## Exercise brief
Your answer should be only the lines below from the one with "Target: floor lamp" to the one with "like [[414, 142]].", repeated exactly, ends included.

═══ Exercise data

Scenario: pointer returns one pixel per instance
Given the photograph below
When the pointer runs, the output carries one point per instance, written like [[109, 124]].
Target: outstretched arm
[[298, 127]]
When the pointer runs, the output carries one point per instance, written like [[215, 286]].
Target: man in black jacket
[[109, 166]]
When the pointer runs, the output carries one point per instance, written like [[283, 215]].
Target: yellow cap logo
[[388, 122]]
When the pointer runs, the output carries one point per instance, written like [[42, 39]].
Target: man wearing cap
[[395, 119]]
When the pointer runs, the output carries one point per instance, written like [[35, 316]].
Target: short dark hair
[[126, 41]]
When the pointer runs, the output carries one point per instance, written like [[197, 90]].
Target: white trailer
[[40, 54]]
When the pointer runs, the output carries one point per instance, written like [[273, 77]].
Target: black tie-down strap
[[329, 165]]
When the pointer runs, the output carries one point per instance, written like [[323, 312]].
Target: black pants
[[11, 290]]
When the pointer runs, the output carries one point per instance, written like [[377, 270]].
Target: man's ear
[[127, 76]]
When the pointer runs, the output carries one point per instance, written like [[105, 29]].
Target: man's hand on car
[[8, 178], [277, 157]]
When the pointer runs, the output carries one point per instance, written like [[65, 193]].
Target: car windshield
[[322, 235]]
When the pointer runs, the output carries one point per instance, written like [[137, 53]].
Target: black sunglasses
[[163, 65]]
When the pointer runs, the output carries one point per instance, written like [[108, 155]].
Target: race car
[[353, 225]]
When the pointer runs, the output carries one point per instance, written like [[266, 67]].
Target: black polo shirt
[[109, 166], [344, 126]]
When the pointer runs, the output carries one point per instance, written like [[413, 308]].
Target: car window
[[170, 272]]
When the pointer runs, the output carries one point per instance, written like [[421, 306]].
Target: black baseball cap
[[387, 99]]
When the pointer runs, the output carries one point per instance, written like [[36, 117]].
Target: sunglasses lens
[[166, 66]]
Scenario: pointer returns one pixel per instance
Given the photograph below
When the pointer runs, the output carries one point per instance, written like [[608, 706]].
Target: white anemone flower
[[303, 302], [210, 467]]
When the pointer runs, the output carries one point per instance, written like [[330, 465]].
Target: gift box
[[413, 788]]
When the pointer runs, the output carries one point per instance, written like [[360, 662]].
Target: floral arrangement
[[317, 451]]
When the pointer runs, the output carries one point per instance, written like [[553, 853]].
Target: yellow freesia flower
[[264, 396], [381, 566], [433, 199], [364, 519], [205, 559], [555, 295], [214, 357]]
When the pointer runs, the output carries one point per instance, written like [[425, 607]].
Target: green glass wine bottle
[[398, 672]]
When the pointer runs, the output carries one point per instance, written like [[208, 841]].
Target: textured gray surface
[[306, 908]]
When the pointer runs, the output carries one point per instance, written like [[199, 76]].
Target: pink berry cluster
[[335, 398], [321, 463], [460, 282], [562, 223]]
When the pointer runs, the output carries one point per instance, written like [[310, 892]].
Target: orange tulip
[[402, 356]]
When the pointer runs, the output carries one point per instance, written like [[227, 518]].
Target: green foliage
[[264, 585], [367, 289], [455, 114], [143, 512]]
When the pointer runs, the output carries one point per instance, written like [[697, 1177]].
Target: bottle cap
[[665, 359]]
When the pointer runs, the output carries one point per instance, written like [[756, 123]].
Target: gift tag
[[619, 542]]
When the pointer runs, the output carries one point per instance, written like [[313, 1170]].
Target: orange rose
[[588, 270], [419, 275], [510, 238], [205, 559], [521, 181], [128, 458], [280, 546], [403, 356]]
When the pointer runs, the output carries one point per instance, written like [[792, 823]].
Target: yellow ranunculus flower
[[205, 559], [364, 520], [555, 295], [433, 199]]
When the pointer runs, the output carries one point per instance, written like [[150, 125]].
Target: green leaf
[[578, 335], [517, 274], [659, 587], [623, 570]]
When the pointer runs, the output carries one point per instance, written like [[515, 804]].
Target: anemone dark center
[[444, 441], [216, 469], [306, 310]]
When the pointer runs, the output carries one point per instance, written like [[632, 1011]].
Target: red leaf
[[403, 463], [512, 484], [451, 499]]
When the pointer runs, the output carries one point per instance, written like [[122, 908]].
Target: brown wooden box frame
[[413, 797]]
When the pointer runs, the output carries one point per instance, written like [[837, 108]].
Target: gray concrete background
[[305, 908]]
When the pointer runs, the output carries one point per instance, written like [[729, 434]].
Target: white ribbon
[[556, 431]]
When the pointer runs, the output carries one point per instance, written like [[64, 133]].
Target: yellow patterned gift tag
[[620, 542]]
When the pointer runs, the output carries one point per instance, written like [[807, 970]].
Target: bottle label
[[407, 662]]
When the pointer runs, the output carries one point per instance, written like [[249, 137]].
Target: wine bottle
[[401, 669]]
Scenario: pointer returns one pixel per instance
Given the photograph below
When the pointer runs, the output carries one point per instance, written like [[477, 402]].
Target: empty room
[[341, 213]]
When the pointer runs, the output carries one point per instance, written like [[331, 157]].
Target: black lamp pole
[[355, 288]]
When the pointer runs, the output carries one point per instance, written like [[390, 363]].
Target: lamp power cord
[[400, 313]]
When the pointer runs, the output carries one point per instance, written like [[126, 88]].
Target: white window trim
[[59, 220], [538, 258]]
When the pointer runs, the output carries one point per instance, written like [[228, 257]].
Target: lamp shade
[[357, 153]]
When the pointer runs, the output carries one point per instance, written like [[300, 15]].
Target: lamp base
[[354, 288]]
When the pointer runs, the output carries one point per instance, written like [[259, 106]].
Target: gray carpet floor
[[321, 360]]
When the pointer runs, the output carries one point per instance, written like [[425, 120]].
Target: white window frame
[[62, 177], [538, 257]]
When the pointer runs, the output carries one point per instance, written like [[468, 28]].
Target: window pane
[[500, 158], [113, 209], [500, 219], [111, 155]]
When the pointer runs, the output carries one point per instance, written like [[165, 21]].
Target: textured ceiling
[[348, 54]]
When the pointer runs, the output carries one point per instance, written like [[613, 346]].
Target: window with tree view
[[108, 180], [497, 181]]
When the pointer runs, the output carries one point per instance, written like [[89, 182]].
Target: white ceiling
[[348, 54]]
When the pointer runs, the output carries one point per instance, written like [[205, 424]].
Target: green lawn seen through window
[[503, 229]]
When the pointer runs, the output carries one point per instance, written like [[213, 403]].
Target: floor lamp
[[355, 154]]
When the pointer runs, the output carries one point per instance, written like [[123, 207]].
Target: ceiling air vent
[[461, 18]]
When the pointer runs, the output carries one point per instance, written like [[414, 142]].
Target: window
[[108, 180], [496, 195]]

══════

## Reply to the exercise
Target: floor lamp
[[355, 154]]
When the pointer runs, the output carries one point per instance, written like [[123, 207]].
Target: ceiling air vent
[[461, 18]]
When the pointer runs, the output carries one point per instance, written like [[414, 142]].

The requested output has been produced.